● Available records
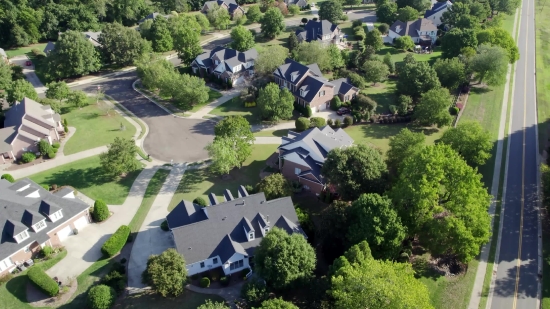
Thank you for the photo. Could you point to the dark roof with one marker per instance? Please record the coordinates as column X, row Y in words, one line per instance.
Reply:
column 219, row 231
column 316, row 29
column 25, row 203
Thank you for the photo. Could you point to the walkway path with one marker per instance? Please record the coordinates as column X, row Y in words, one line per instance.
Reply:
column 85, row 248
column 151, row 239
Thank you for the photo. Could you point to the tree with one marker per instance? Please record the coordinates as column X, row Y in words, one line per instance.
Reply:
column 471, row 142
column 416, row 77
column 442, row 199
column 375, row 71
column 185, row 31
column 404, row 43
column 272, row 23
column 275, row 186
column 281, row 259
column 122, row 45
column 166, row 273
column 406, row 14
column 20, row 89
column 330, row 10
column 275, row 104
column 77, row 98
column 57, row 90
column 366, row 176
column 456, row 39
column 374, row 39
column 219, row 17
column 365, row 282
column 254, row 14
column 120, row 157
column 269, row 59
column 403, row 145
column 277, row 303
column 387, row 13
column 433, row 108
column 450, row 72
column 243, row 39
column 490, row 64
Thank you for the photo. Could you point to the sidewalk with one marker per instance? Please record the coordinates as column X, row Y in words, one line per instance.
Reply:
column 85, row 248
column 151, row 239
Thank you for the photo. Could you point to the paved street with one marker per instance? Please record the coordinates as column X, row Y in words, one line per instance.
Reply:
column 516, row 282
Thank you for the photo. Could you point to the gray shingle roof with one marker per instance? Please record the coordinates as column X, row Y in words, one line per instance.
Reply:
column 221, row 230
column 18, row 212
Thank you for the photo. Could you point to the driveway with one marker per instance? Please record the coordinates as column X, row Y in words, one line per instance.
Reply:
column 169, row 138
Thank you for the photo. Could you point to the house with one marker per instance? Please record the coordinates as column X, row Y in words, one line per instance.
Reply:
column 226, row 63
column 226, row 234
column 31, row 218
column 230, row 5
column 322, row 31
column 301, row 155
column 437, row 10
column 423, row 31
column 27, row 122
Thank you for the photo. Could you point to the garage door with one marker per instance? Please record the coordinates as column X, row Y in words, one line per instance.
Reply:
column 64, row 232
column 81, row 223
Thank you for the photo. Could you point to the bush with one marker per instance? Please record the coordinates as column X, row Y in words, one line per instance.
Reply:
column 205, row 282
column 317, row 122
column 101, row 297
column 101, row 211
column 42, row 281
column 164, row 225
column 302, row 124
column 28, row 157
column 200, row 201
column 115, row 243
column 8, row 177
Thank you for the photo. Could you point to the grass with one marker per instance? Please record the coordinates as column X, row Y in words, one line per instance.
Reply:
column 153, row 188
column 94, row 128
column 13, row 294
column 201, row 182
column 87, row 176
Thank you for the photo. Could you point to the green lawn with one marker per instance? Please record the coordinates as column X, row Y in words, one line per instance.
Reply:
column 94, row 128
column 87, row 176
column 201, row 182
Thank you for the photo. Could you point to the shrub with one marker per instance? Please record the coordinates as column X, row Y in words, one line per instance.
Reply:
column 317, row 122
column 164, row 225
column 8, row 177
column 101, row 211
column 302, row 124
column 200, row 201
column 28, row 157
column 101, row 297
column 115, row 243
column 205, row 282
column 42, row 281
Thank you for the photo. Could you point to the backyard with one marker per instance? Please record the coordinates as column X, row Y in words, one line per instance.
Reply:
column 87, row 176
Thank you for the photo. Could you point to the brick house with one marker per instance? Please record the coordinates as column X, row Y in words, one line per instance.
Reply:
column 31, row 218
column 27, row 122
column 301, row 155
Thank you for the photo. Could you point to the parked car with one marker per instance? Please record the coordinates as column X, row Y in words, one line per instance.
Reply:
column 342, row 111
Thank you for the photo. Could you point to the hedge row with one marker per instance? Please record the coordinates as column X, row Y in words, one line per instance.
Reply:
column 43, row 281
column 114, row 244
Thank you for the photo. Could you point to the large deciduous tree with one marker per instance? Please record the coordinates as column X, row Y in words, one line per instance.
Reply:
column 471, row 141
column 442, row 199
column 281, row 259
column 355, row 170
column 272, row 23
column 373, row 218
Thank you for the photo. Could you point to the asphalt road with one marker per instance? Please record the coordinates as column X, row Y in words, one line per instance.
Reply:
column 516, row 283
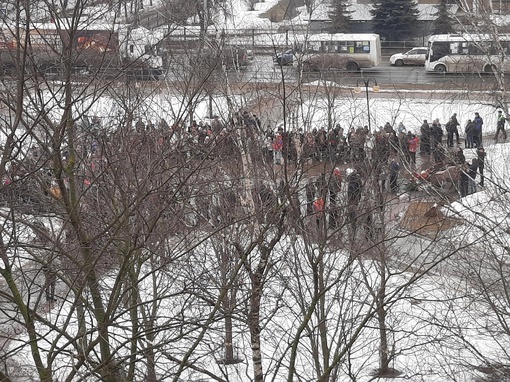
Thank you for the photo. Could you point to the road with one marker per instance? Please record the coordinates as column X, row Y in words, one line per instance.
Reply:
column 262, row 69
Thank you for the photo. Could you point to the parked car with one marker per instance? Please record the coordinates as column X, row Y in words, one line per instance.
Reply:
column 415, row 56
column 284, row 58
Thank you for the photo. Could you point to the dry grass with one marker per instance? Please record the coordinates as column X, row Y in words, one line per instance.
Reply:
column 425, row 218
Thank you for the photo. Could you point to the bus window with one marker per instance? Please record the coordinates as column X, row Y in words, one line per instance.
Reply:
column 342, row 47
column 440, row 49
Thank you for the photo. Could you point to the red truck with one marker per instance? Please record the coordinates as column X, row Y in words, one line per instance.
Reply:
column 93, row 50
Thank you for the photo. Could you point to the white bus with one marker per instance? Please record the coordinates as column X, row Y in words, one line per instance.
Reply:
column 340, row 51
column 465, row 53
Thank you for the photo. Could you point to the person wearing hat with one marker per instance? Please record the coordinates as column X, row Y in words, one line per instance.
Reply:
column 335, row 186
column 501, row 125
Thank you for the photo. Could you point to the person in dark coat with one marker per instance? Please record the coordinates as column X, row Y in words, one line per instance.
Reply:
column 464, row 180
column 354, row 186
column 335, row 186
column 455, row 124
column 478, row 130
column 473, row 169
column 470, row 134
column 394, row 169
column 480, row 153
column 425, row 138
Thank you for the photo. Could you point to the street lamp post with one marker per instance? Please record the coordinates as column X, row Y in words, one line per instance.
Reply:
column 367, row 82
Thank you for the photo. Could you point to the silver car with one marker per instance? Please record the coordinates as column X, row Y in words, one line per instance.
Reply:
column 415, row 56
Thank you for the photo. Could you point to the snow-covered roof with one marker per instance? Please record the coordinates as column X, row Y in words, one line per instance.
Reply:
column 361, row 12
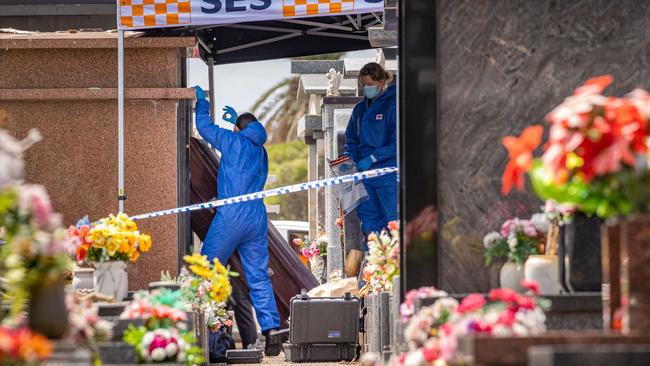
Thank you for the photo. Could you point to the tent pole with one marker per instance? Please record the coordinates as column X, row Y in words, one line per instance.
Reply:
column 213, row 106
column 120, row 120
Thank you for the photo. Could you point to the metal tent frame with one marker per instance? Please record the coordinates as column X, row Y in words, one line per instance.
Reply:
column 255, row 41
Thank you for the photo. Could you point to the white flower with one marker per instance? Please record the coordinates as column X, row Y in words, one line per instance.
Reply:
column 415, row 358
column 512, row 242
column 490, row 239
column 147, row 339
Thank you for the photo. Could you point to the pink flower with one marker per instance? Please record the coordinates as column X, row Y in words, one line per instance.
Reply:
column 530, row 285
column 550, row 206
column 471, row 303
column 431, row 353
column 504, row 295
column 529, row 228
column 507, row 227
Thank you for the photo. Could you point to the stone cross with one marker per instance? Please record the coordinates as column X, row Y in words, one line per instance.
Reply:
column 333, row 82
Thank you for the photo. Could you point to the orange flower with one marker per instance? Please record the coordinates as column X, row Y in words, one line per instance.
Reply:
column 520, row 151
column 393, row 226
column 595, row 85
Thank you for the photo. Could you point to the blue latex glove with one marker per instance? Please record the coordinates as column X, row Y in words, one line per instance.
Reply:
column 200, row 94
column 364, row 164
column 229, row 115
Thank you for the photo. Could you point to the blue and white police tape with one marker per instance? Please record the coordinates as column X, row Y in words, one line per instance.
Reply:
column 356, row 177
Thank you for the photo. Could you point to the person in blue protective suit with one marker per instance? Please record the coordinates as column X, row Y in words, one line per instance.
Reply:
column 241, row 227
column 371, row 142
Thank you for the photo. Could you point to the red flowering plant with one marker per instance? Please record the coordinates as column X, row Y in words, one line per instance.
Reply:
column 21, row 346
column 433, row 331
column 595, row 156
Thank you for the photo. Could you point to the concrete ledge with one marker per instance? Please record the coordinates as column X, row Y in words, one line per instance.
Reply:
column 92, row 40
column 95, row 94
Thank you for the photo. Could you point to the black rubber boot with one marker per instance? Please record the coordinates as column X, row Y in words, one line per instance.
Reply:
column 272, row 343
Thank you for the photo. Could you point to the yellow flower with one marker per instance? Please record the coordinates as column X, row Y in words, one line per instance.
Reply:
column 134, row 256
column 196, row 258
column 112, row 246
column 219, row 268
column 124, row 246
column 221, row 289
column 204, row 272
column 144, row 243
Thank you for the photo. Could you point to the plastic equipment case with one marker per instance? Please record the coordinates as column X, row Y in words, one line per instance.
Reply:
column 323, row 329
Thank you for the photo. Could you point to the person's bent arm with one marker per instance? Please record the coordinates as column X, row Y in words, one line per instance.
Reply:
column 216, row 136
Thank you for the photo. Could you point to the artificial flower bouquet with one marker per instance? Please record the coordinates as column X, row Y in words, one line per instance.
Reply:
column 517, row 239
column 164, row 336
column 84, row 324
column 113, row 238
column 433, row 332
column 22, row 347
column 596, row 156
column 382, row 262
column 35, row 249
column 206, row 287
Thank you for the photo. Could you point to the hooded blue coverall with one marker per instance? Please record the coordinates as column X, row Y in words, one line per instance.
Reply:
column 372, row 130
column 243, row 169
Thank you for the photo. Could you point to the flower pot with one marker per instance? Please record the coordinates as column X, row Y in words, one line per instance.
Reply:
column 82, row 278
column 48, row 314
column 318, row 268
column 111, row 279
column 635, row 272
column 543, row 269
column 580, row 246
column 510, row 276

● Assignment
Among the records above, determine how many lines contain "grass", then report the number only.

● Answer to this problem
2